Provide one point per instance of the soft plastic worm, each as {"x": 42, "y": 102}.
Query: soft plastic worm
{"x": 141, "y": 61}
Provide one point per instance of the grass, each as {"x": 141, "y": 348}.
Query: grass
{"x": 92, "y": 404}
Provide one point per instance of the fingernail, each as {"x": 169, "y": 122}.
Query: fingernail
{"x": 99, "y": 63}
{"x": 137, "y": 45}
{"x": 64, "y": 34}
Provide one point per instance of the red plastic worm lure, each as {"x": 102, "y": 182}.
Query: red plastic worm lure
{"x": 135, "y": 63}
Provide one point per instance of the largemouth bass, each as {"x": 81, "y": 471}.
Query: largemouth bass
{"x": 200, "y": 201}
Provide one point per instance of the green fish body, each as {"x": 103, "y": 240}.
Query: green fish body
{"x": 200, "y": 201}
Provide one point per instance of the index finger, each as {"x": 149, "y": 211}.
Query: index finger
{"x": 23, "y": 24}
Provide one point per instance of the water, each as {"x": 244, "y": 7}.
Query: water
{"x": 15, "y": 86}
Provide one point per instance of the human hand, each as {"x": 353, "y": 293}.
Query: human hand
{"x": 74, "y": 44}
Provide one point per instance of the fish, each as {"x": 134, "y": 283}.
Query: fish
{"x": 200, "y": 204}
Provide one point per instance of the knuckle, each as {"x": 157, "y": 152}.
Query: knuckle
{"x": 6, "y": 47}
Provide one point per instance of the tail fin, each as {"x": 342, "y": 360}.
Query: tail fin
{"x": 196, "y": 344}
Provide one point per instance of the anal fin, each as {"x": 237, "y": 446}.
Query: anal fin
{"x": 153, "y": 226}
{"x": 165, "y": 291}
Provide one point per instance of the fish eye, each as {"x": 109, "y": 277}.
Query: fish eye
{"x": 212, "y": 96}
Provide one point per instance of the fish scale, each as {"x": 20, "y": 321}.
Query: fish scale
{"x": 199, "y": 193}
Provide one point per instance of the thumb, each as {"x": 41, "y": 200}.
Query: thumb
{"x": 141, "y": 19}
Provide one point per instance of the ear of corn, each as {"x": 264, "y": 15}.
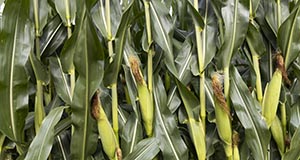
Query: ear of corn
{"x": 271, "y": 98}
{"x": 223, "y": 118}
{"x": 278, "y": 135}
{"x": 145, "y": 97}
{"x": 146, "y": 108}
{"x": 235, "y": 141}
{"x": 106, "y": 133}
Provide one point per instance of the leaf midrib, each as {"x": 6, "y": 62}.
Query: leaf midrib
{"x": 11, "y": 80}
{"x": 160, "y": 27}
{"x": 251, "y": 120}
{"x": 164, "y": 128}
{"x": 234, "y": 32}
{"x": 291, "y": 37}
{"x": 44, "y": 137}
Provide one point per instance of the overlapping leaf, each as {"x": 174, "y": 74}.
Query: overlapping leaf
- - - - -
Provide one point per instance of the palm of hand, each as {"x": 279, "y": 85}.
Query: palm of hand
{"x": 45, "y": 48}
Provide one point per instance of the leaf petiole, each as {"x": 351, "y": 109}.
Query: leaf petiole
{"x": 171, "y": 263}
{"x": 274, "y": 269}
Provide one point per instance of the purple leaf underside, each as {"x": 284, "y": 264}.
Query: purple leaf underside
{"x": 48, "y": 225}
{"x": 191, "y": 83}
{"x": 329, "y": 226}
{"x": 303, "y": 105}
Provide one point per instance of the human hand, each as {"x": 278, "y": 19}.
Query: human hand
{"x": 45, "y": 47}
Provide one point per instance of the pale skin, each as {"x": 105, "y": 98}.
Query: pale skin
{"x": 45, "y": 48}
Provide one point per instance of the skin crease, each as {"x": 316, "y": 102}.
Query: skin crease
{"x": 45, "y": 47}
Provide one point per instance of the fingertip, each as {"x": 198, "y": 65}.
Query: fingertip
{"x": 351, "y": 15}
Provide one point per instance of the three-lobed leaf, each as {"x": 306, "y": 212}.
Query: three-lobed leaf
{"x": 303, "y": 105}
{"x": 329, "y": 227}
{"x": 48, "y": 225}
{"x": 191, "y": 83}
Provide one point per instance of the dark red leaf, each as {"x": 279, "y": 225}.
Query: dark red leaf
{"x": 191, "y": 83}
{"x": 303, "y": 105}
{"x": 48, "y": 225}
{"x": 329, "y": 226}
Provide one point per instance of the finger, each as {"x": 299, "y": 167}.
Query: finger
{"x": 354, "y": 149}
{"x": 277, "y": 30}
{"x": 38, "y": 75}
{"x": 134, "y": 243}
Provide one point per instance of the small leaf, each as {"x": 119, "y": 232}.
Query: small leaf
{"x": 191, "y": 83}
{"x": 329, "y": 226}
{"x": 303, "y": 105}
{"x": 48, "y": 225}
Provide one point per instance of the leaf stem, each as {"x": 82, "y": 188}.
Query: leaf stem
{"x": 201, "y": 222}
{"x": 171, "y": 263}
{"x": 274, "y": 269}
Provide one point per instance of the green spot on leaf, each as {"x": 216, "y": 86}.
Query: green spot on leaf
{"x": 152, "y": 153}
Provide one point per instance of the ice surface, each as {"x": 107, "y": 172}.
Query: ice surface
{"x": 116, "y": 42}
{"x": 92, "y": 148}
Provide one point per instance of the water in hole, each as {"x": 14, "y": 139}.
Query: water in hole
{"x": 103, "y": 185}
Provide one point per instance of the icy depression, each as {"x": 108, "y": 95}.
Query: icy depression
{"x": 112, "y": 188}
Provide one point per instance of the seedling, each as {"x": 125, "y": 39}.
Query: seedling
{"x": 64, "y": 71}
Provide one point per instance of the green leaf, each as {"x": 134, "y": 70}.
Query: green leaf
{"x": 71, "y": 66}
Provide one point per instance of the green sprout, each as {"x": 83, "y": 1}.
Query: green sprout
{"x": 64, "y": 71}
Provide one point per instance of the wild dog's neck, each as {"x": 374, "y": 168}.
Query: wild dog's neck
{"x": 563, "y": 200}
- - - - -
**WHAT YOU NEED TO DO:** Pull out every line above that contains the word "skin". Case counts.

**CORRECT ANSWER:**
Provide one point per instance of the pale skin, each as {"x": 105, "y": 98}.
Query: pale skin
Provide one point per instance of the skin crease, each as {"x": 316, "y": 102}.
Query: skin crease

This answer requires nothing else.